# Text passage:
[ovs-dev] [PATCH ovn] expr: Combine multiple ipv4 with wildcard mask.

Dumitru Ceara dceara at redhat.com
Wed Mar 24 09:53:29 UTC 2021


On 3/22/21 1:10 PM, gmingchen(陈供明) wrote:
> 
> 
> On 2021/3/19, 9:02 PM, "Dumitru Ceara" <dceara at redhat.com> wrote:
> 
>     On 3/10/21 2:29 PM, gmingchen(陈供明) wrote:
>     > From: Gongming Chen <gmingchen at tencent.com>
>     > 
>     > This patch merges ipv4 addresses with wildcard masks, and replaces this
>     > ipv4 addresses with the combined ip/mask. This will greatly reduce the
>     > entries in the ovs security group flow table, especially when the host
>     > size is large.
>     > 
>     > Analysis in the simplest scenario, a network 1.1.1.0/24 network,create 253
>     > ports(1.1.1.2-1.1.1.254).
>     > Only focus on the number of ip addresses, the original 253 addresses will
>     > be combined into 13 addresses.
>     > 1.1.1.2/31
>     > 1.1.1.4/30
>     > 1.1.1.8/29
>     > 1.1.1.16/28
>     > 1.1.1.32/27
>     > 1.1.1.64/26
>     > 1.1.1.128/26
>     > 1.1.1.192/27
>     > 1.1.1.224/28
>     > 1.1.1.240/29
>     > 1.1.1.248/30
>     > 1.1.1.252/31
>     > 1.1.1.254
>     > 
>     > Some scenes are similar to the following:
>     >     1.1.1.2, 1.1.1.6
>     > After the combine:
>     >     1.1.1.2/255.255.255.251
>     > You can use ovn-match-ip utility to match ip.
>     > such as:
>     >     ovs-ofctl dump-flows br-int | ovn-match-ip 1.1.1.6
>     >     1.1.1.2/255.255.255.251 will show.
>     > 
>     > Simple description of the algorithm.
>     > There are two situations
>     > 1. Combine once
>     > such as:
>     >     1.1.1.0 1.1.1.1 1.0.1.0 1.0.1.1
>     >     Combined into: 1.1.1.0/31, 1.0.1.0/31
>     > 2. Combine multiple times
>     >     1.1.1.0 1.1.1.1 1.0.1.0 1.0.1.1
>     >     Combined into: 1.0.1.0/255.254.255.254
>     > 
>     > Considering the actual scene and simplicity, the first case is used to
>     > combine once.
>     > 
>     > ...00...
>     > ...01...
>     > ...10...
>     > ...11...
>     > "..." means the same value omitted.
>     > Obviously, the above value can be expressed as ...00.../11100111. This
>     > continuous interval that can be represented by one or several wildcard
>     > masks is called a segment.
>     > Only if all 2<<n values from the minimum value 00...(n) to 11...(n)
>     > exist, can they be combined into 00...(n)/00...( n)
>     > 
>     > First sort all the values by size. Iterate through each value.
>     > 1. Find a new segment, where two values differ only by 1 bit, such as
>     > ...0... and ...1...
>     >     diff = ip_next ^ ip
>     >     if (diff & (diff-1)) == 0
>     >         new_segment = true
>     > The first non-zero place in the high direction of ip is the end of the
>     > segment(segment_end).

(Image object location entries)
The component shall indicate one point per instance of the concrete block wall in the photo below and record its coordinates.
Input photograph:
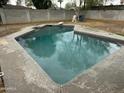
(117, 15)
(13, 16)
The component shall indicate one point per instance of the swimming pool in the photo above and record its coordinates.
(64, 54)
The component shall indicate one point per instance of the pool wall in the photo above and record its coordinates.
(25, 76)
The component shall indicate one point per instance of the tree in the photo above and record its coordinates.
(42, 4)
(69, 6)
(19, 2)
(3, 2)
(29, 3)
(60, 1)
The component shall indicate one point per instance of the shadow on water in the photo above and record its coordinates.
(61, 52)
(82, 49)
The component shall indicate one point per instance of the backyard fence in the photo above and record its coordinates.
(13, 16)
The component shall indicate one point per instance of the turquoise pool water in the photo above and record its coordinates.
(64, 54)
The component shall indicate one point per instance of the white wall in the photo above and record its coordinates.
(12, 16)
(117, 15)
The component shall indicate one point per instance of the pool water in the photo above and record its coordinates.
(64, 54)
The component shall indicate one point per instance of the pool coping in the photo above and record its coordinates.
(77, 28)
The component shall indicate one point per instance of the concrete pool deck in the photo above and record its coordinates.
(23, 74)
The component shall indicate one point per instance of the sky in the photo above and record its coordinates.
(114, 2)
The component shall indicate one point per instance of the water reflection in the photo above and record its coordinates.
(82, 49)
(63, 54)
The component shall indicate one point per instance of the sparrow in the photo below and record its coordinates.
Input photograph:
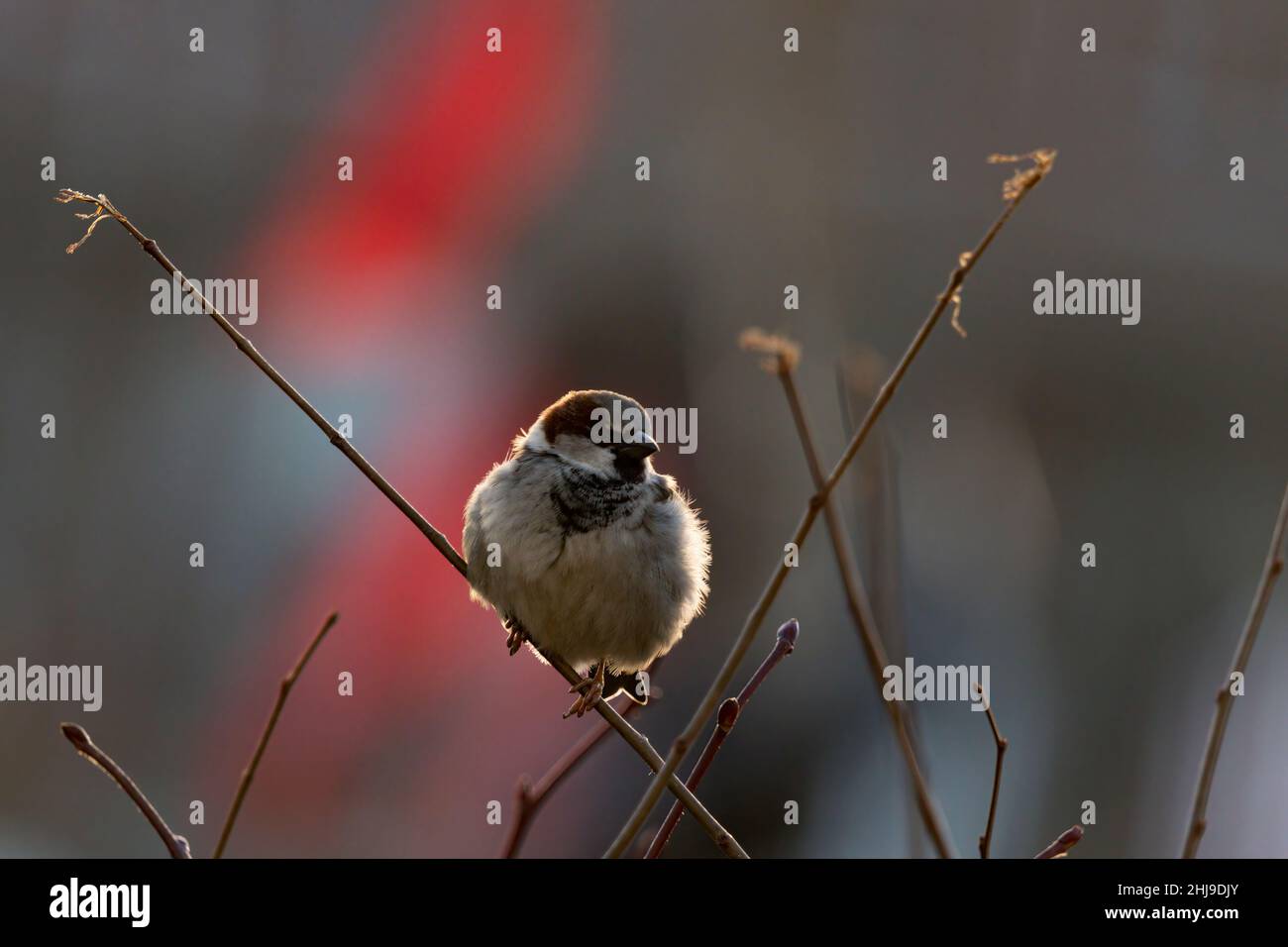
(583, 549)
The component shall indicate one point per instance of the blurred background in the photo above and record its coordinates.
(518, 169)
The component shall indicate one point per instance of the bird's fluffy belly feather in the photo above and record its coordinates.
(625, 591)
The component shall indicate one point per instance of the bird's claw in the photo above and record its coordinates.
(591, 688)
(518, 637)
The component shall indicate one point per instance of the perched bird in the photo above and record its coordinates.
(584, 549)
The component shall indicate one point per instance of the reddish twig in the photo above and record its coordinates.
(1016, 191)
(987, 838)
(529, 796)
(1060, 847)
(175, 844)
(1270, 571)
(283, 690)
(729, 712)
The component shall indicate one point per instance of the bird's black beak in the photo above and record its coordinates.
(639, 450)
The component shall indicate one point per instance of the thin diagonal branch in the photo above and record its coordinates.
(1017, 189)
(987, 838)
(103, 206)
(875, 491)
(1060, 847)
(855, 595)
(529, 796)
(77, 737)
(1274, 565)
(729, 714)
(283, 690)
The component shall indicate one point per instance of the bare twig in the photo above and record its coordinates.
(679, 749)
(1060, 847)
(725, 720)
(857, 603)
(175, 844)
(283, 690)
(1270, 571)
(875, 491)
(987, 838)
(529, 796)
(103, 208)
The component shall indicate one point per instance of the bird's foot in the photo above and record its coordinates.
(591, 689)
(518, 635)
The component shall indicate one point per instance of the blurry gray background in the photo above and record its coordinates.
(768, 169)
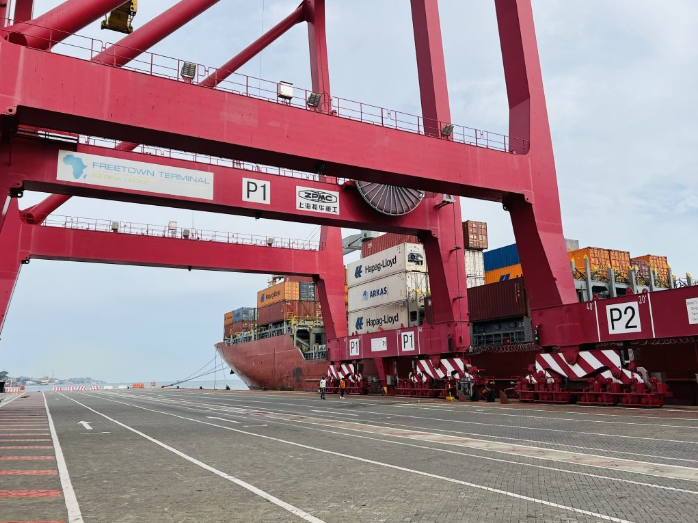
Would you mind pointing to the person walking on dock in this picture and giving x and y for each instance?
(323, 387)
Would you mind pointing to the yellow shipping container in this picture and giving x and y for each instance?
(598, 258)
(284, 291)
(505, 273)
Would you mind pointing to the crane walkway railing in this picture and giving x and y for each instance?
(172, 230)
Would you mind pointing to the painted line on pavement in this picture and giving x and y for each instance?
(388, 465)
(259, 492)
(71, 501)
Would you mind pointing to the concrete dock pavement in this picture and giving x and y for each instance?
(266, 456)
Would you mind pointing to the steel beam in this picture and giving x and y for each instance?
(59, 23)
(23, 10)
(35, 166)
(253, 49)
(152, 32)
(233, 126)
(22, 241)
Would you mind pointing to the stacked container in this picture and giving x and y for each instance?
(474, 268)
(651, 261)
(385, 241)
(386, 290)
(286, 300)
(239, 320)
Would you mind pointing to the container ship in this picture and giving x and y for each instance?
(281, 344)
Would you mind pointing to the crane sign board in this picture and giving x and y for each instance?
(623, 317)
(92, 169)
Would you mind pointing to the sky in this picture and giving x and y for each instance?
(619, 78)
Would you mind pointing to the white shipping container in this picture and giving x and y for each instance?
(474, 263)
(404, 257)
(385, 317)
(475, 281)
(398, 287)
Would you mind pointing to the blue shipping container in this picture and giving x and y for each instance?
(500, 258)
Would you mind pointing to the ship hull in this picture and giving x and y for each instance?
(274, 364)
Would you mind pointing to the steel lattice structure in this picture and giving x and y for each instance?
(49, 101)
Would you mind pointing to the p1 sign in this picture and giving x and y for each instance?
(407, 341)
(623, 318)
(354, 347)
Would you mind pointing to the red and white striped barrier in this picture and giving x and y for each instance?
(605, 363)
(447, 367)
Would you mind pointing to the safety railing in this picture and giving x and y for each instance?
(153, 64)
(173, 231)
(163, 152)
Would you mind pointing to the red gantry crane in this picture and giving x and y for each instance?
(72, 125)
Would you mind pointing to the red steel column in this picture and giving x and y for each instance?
(317, 42)
(10, 259)
(444, 247)
(537, 222)
(60, 22)
(152, 32)
(23, 10)
(331, 281)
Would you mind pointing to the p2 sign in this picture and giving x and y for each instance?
(354, 347)
(623, 317)
(407, 341)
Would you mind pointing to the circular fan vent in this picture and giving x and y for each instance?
(388, 199)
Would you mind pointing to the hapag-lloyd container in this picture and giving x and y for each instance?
(244, 314)
(401, 258)
(385, 317)
(397, 287)
(284, 291)
(385, 241)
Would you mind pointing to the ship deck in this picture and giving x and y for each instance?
(209, 456)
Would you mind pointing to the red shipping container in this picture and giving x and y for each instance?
(386, 241)
(475, 235)
(286, 310)
(506, 299)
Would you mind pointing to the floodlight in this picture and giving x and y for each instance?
(284, 90)
(314, 99)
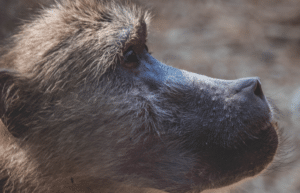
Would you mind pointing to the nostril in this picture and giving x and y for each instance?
(248, 86)
(258, 90)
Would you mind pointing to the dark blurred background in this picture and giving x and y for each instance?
(225, 39)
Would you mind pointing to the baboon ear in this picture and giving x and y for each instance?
(6, 79)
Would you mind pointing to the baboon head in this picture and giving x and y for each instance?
(85, 99)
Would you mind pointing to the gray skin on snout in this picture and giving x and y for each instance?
(220, 129)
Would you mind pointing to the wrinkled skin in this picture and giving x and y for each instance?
(136, 121)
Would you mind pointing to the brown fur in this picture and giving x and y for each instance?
(81, 114)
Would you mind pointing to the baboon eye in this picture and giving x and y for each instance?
(130, 58)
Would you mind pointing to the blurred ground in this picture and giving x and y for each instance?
(225, 39)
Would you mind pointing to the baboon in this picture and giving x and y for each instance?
(86, 108)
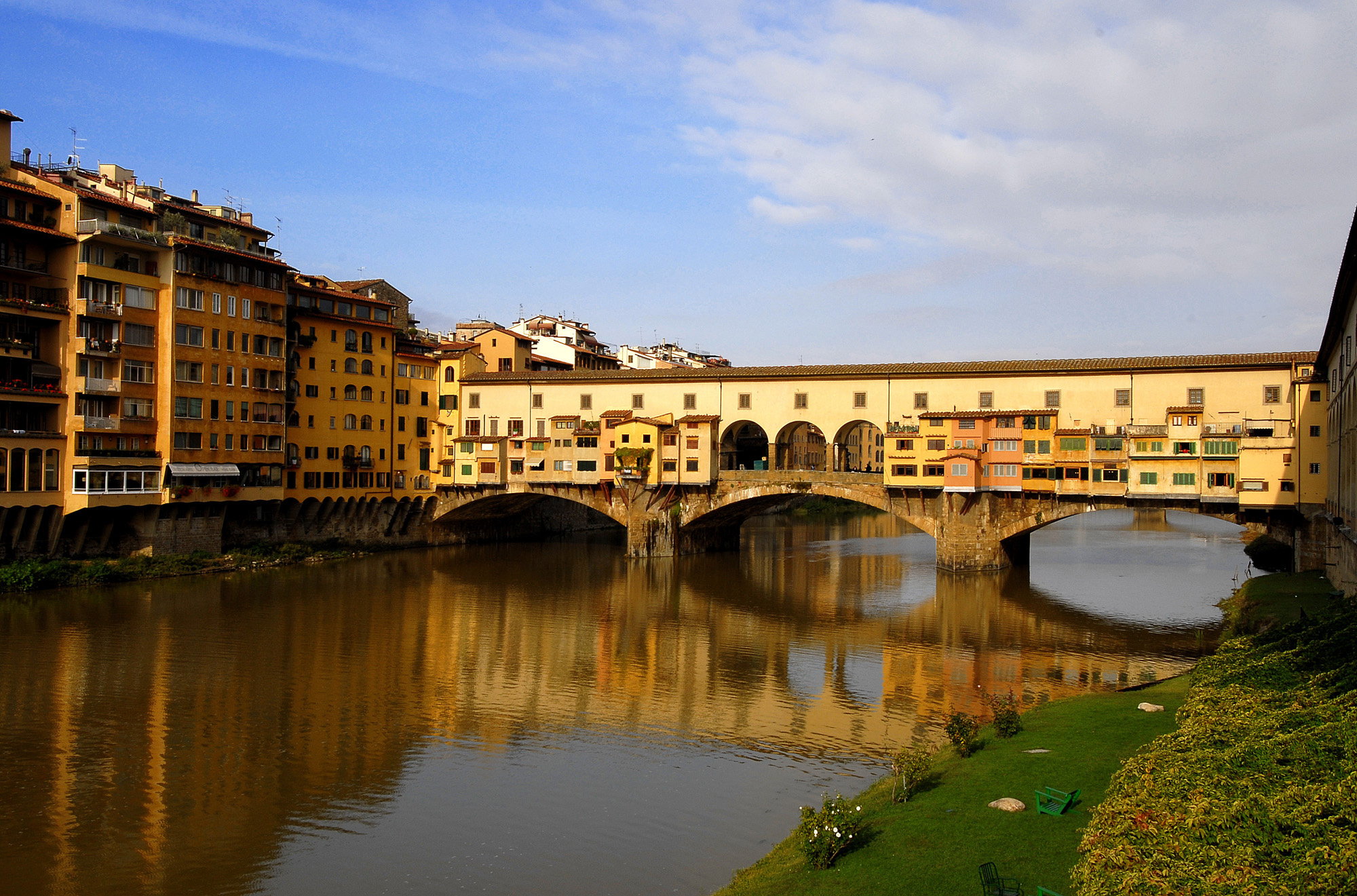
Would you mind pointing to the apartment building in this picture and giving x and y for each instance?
(341, 363)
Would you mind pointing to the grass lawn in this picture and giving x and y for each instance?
(937, 842)
(1265, 600)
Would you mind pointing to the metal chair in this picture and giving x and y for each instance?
(995, 885)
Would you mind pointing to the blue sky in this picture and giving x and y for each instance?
(820, 182)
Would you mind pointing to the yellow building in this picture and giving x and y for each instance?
(340, 437)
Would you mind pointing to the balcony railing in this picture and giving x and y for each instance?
(121, 230)
(96, 385)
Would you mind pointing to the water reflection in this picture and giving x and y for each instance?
(339, 725)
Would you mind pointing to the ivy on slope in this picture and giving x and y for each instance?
(1256, 792)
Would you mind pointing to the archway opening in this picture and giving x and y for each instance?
(860, 447)
(744, 447)
(801, 446)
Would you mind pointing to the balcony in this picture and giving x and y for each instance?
(123, 231)
(96, 385)
(88, 345)
(100, 309)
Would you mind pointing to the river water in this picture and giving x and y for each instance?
(542, 718)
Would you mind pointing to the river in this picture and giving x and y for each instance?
(531, 718)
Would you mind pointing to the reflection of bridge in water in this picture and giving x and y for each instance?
(244, 712)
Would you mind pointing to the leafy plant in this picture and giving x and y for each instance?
(963, 729)
(1005, 709)
(823, 835)
(909, 768)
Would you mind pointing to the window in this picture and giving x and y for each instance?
(191, 299)
(189, 408)
(188, 371)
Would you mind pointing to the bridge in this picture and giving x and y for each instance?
(974, 531)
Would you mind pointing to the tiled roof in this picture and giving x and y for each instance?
(925, 368)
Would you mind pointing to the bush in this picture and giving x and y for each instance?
(1269, 554)
(1005, 709)
(823, 835)
(963, 729)
(910, 766)
(1255, 790)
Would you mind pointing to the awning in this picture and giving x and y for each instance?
(204, 470)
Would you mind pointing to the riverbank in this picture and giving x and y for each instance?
(21, 579)
(937, 840)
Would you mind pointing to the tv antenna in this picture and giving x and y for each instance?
(75, 149)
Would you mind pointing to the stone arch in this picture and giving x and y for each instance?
(858, 444)
(801, 446)
(743, 446)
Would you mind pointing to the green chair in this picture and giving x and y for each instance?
(1055, 801)
(995, 885)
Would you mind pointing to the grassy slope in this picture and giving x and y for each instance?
(936, 842)
(1267, 600)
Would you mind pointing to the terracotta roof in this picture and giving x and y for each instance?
(264, 260)
(37, 229)
(926, 368)
(1046, 412)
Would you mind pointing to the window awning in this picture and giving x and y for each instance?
(204, 470)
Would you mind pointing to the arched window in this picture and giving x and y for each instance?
(50, 473)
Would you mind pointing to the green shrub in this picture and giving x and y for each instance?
(910, 767)
(1257, 790)
(823, 835)
(963, 729)
(1005, 709)
(1269, 554)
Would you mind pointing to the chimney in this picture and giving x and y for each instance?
(6, 120)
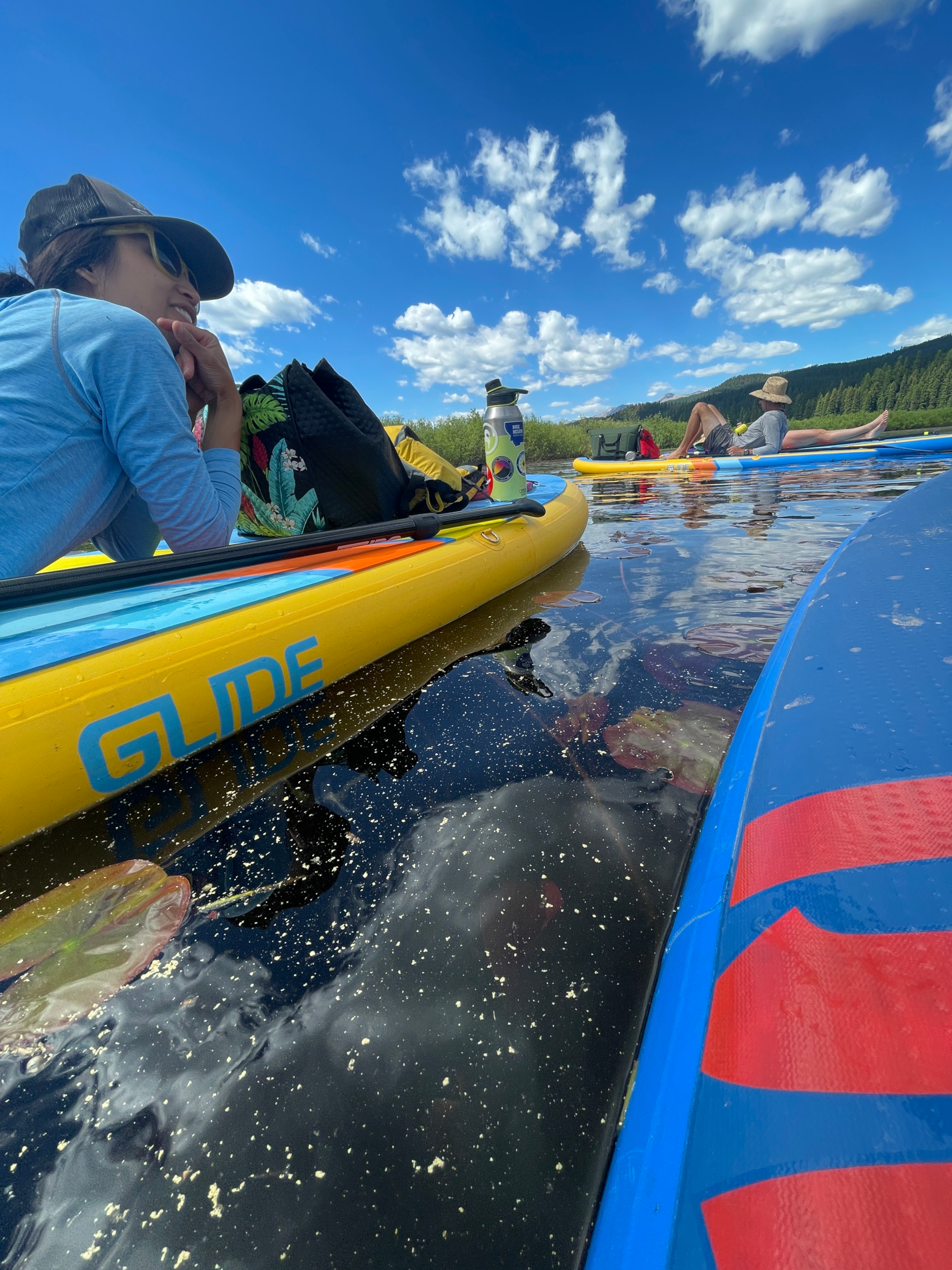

# Work instructions:
Answer these questions about the patch email:
(a) In the simple 1.1.1.0/24 scenario, how many addresses do the original 253 addresses become after combining?
(b) What do 1.1.1.2 and 1.1.1.6 turn into after the combine?
(c) What is done to all the values before iterating through them?
Work only from the patch email, not the material.

# Solved problem:
(a) 13 addresses.
(b) 1.1.1.2/255.255.255.251.
(c) They are sorted by size.